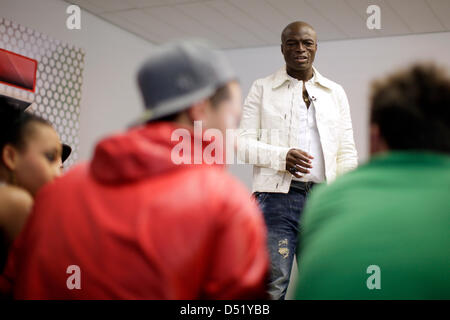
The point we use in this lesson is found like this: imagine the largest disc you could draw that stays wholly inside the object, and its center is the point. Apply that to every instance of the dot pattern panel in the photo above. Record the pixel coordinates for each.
(59, 79)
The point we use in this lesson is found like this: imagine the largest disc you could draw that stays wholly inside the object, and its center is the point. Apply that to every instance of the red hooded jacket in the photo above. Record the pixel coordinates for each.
(139, 226)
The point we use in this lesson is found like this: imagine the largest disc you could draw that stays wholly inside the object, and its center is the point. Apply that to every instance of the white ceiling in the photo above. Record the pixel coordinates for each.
(254, 23)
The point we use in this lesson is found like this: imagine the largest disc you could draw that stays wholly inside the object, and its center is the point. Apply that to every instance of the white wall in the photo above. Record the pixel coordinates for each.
(110, 99)
(351, 63)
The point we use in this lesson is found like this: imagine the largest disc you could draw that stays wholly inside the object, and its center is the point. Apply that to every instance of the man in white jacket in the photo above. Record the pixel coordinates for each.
(296, 130)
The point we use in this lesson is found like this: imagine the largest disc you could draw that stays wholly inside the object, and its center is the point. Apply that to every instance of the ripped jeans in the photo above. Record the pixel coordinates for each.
(282, 215)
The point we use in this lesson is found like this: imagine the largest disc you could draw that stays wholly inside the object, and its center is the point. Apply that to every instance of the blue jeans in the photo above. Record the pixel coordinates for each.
(282, 216)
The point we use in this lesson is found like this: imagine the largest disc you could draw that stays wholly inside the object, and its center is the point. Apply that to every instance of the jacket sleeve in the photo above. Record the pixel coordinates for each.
(347, 157)
(250, 149)
(239, 265)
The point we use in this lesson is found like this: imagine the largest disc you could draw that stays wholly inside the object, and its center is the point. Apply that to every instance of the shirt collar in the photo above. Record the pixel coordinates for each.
(281, 77)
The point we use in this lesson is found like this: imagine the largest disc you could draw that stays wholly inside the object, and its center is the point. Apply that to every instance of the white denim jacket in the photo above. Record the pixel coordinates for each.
(270, 128)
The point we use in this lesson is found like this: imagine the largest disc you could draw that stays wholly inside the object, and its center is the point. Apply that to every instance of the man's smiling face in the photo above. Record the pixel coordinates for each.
(299, 46)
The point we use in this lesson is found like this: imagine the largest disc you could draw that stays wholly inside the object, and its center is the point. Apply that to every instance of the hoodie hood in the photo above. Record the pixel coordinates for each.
(143, 152)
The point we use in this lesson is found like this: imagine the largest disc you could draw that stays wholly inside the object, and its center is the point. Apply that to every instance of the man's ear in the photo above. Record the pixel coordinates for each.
(9, 157)
(198, 111)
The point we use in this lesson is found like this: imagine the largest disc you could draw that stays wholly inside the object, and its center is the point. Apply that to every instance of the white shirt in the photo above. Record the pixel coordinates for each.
(274, 103)
(309, 134)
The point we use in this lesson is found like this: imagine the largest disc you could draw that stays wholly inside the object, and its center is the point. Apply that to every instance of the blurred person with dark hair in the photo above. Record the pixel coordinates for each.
(136, 224)
(30, 152)
(383, 231)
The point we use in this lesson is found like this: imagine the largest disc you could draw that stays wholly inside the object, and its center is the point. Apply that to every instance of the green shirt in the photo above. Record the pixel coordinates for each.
(393, 213)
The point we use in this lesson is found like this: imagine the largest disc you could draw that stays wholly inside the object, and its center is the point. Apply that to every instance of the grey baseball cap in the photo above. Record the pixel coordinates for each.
(180, 74)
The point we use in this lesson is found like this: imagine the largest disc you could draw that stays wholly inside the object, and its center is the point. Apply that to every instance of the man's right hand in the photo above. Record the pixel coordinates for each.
(298, 162)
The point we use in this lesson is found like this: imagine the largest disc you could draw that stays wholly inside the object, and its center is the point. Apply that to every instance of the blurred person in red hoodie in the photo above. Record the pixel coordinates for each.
(133, 224)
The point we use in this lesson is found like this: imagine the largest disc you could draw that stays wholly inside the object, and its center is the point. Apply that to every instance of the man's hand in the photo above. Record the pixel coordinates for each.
(297, 162)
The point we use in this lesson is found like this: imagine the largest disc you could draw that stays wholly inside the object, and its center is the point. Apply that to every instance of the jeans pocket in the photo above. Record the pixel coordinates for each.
(260, 197)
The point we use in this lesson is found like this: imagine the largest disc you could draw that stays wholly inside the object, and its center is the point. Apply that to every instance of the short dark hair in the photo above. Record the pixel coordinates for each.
(14, 124)
(412, 109)
(220, 95)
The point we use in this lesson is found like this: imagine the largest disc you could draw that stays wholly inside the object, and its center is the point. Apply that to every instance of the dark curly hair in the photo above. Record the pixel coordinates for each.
(15, 123)
(412, 109)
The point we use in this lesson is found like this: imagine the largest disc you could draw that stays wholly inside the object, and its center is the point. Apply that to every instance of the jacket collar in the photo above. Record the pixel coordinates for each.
(281, 77)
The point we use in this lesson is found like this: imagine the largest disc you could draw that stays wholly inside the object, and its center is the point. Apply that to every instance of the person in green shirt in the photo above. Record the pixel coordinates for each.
(382, 231)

----------------------------------------

* **Written instruction**:
Copy the listing above word for word, leaving out the pictures.

* **The output**:
The point we use in this lesson is found like this: imagine the largest disc you could draw that stays wholly inside the object, and its center is the point. Apply that to every instance of the dot pattern panel in the photo above. Record the pixel coordinates for each.
(59, 79)
The point we use in this lesson is found like this: imagine the largest disc you could draw that stays wholly inside the object, and its center is the point. Apply that to every instance of the red hooded jacket in the photo above. Record the pixel coordinates for each.
(139, 226)
The point we use in this lesson is found like this: imagine the largest disc you could draw that stays wholly inside the object, and its center is the point. Apply that to every instance of the white ceiling in the photo above. Record the pixel coordinates for each.
(254, 23)
The point we use in this lesson is found like this: imagine the largest disc you could draw that stays wholly inside the object, and its center is the point. Apply that to every instance of the white wall in the photo above. Record the pixel coordinates for each.
(110, 99)
(351, 63)
The point we use in this lesson is found like this: imagine the largest disc you could draw that stays wholly inside the object, and its center is the point. Apply that to every instance of the man in white jacket in the photo above. Record the pixel coordinates for each.
(296, 130)
The point we use in this lesson is found like this: imagine the largest disc you could draw that stays wholly inside the object, and its center is the point. Apply that to every instance of the ripped jeans in the photo above. Record the pixel coordinates for each.
(282, 215)
The point we use in this lesson is found like this: imagine the largest disc you could draw that stays wholly inside the object, and its center is the point. Apply that to every instance of the blue jeans in the photo above. Record the pixel coordinates for each.
(282, 216)
The point we use in this lesson is found like this: imagine the largest disc you could draw that stays wholly inside the object, and its center is the point. Apply that to every instance of the jacket sleeve in the photo above. Record the pixel coordinates for each.
(347, 157)
(250, 149)
(239, 265)
The point we use in this lesson is found like this: imagine the largest disc you could draw that stays wholly inside the object, and its center is the point. Apply that to every instance of the shirt collar in the photo above. Record the pixel coordinates for each.
(281, 77)
The point we use in this lesson is found like this: imagine the largest disc you could draw that stays wholly inside the object, and its center is the point. Apply that to every instance of the white denim jacket in the photo above. Record the pixel coordinates for each.
(270, 128)
The point we use in this lesson is found like this: imagine the largest disc you could draw that stays wholly inside the object, and its center is the point. Apply that to every instance of the man's smiling face in the photo above. Record the pixel coordinates for each.
(299, 46)
The point we use in this lesson is found like this: imagine the largest disc you could draw that stays wholly inside the object, and its center is the point. Apply that to every instance of the hoodie hood in the photo above. Record the pixel coordinates for each.
(143, 152)
The point we use in this lesson is found like this: imagine the largest disc you could draw that stays wholly inside the object, and its center is the point. Apply that to every instance of the man's ear in the photo above. Record the pixel coordinates for each.
(9, 157)
(198, 111)
The point we use in this lesson is found like this: imagine the largest disc you could draw that stays wholly inside the object, and its center is the point. Apply that to every instance of the white shirt in the photo above. Record the pixel coordinates for each.
(274, 103)
(309, 134)
The point we use in this lesson is found like this: imagine the largest disc you could draw that stays wholly inside the object, and its center is the point. Apply that to every instance of the blurred person with dark hair in the photo above. Record the pixel coordinates for each.
(136, 224)
(30, 152)
(383, 231)
The point we use in this lesson is found like this: imagine the largest disc you could draw that stays wholly inside the object, and its center is the point. Apply that to every instance of the green shirt in the photo above. Record the pixel coordinates for each.
(393, 213)
The point we use in this lesson is found like this: imagine the largest disc you could draw that stays wholly inside the object, and its center is the point. Apply that to every instance of the grey baseball cap in the photo above. Record the pixel coordinates for each.
(180, 74)
The point we use in this lesson is found like this: imagine the largest disc you could draw that stays wholly inside the object, and its center is the point. Apply that to every instance of the man's right hand in the photo above. Record the pixel coordinates for each.
(298, 162)
The point we use in this lesson is found like this: imagine the largest disc you could draw that stays wholly inside the object, and its center is the point. Apply that to every instance of the blurred person in red hoodie in the photo above. Record the pixel coordinates for each.
(133, 224)
The point we use in this lesson is found like this: imagine the largest disc you could draw that stays wholly inside the object, and its center is the point. Apply that to every instance of the man's hand in the photo above. Record the pixel coordinates for each.
(297, 162)
The point we use in this lesson is found like this: imagine the largest disc you could draw that stays wholly inside the object, and its center is the point. Apply that to every instance of the jeans pocket in the photo above. Record the pixel coordinates for each.
(260, 197)
The point we use in this lesson is found like this: imagine the largest disc you could draw that stays wholly inside the object, and its center is the point. Apply that to every instance of the short dark hair in the photo above. Record the pixel coordinates for each.
(14, 124)
(412, 109)
(220, 95)
The point we use in this lesson is found like this: imagine the largest disc you could draw that stays wholly inside the object, and its center is the point. Apply that to every instance of the dark curly hair in the photo above. Record the pixel coordinates for each.
(15, 123)
(412, 109)
The point we use in this lesson is found like this: imagine the largest disc you could draw that stays wholly inside the object, and its center is the point. Apply that to every instance of the jacket collar in the photo above. Record the pixel coordinates for each.
(281, 77)
The point we use in this lesson is found like this: imagine the largest disc you could draw that stays wholly inside the object, and its center is the point. Apply that to every instance of the person in green shirt in the photo above. Record the pixel coordinates for each.
(382, 231)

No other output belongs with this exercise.